» **INSTRUCTION**
Carry on the forum thread about Black Friday and holiday cigar purchases, starting right after its last line.

# Your black friday-cyber monday/ holiday purchases.



## Epoch (May 12, 2012)

I wanted to become a producer in the cigar pron biz, instead of just being a consumer, so I thought I would start this thread.
What did you get for yourself or others over the big shopping weekend? 
I got
View attachment 73464

Refills for my box of my Father Le Bijou PRs.
Box of Oliva 2010 V Maddies
Box of Camacho 10th
5er of Viaje 50/50 Black that I have been searching for for months.
A few of the Viaje holiday blend from last year to share with others around, you guessed it, the holidays.
A tenner of the Pinar Del Rio Oscuro. A buddy gave me one from a sampler and I thought it was great for a sub $3 smoke.
Some of this will be going into my fellow noob smoking buddy's Christmas present, the rest will nap until spring.
Now lets see yours!


----------



## Bondo 440 (Jul 24, 2012)

Just 35 more smokes. I know most people here don't like infused. I call those BOTL " Antacids " :lol:
But actually my Naturals humidor is full so the "Acidor" looked barren and needed some stock to catch up.
None of this info will help you, however somewhat topical.. 

Quantity 2 Acid Blondie - 4 x 38-5 Cigars
Quantity 1 CAO Flavours - Moontrance Petite Corona - 4 x 38-Box of 25


Like some others here have said.. This is likely it for the year. Couple hundred smokes here.


----------



## Epoch (May 12, 2012)

​Antacids, love it.
I enjoy a coffee infused now and then. Whatever your palate enjoys...


----------



## Ozzy (Nov 16, 2012)

Get some pictures up if you can guys, would be great to see what you got!


----------



## Epoch (May 12, 2012)

Lets try that again, thought I had a pic up the first time.


----------



## helgusmc (Nov 23, 2012)

First Humidor and start of sticks


----------



## jphank (Apr 29, 2012)

» **SUPPLIED MATERIAL**
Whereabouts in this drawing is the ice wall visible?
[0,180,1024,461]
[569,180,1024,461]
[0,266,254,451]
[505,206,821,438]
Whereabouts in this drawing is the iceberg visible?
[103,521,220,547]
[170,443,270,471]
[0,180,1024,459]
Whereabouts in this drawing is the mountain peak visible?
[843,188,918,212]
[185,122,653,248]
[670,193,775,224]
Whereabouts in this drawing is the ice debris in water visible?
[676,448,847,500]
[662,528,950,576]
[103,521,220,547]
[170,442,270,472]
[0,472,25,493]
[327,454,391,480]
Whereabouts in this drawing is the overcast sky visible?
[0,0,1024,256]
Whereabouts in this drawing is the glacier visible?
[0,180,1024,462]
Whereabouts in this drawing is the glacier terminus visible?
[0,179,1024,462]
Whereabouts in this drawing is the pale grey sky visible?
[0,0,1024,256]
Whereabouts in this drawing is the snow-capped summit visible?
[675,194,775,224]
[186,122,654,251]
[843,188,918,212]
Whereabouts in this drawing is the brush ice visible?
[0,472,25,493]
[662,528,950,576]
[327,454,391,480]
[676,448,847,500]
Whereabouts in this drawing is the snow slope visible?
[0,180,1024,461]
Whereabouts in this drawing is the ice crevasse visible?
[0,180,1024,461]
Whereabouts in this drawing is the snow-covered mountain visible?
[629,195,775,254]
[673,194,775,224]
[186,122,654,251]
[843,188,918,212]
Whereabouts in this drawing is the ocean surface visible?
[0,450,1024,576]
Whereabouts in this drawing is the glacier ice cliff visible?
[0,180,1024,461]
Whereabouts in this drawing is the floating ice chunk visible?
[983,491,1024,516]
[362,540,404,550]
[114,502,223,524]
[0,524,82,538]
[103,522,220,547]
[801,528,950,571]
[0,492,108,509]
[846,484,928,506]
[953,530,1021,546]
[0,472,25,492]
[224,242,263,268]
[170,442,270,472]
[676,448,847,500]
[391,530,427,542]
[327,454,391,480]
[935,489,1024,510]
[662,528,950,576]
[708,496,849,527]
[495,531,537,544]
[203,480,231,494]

» **FINAL RESULT**
Two boxes of my go-to cigar for $1.95 a stick 










And of course, Warren, being my ex-llama buddy, threw in a Cohiba cutter for me


----------



## socalocmatt (Dec 22, 2010)

I picked up (well, not yet but I reserved it) a box of Davidoff Double R Colorado Claro and some "other" cigars.


----------



## Ozzy (Nov 16, 2012)

Some nice pics there, congrats on the first humi jerry!


----------



## helgusmc (Nov 23, 2012)

Thanks Ozzy


----------



## Tex (Nov 14, 2012)

Got a Padron No. 88 natural Sampler! 
1 1964 Anniversary
1 2000
1 3000
1 4000
1 5000


----------



## Sarge (Nov 21, 2010)

I didn't catch any good Black Friday deals on smokes and haven't been able to buy any smokes for a while... Probably shouldn't have bought anything but, there's no way I couldn't pass these up @ Amazon.com.









$180 Black Friday plus came w/ Playstation All Stars Battle Royale, 3 Free Months of PS Plus & some other random stuff.









$32 for a controller, dam right I'm going to buy one. Jak & Daxter for $15. 3 classic games remastered on PS3 for $5 each; Steal.

Hopefully next year more cigar merchants have some great deals. I mean it's not like they can't afford to give us 20% off and still make good $ off each sale.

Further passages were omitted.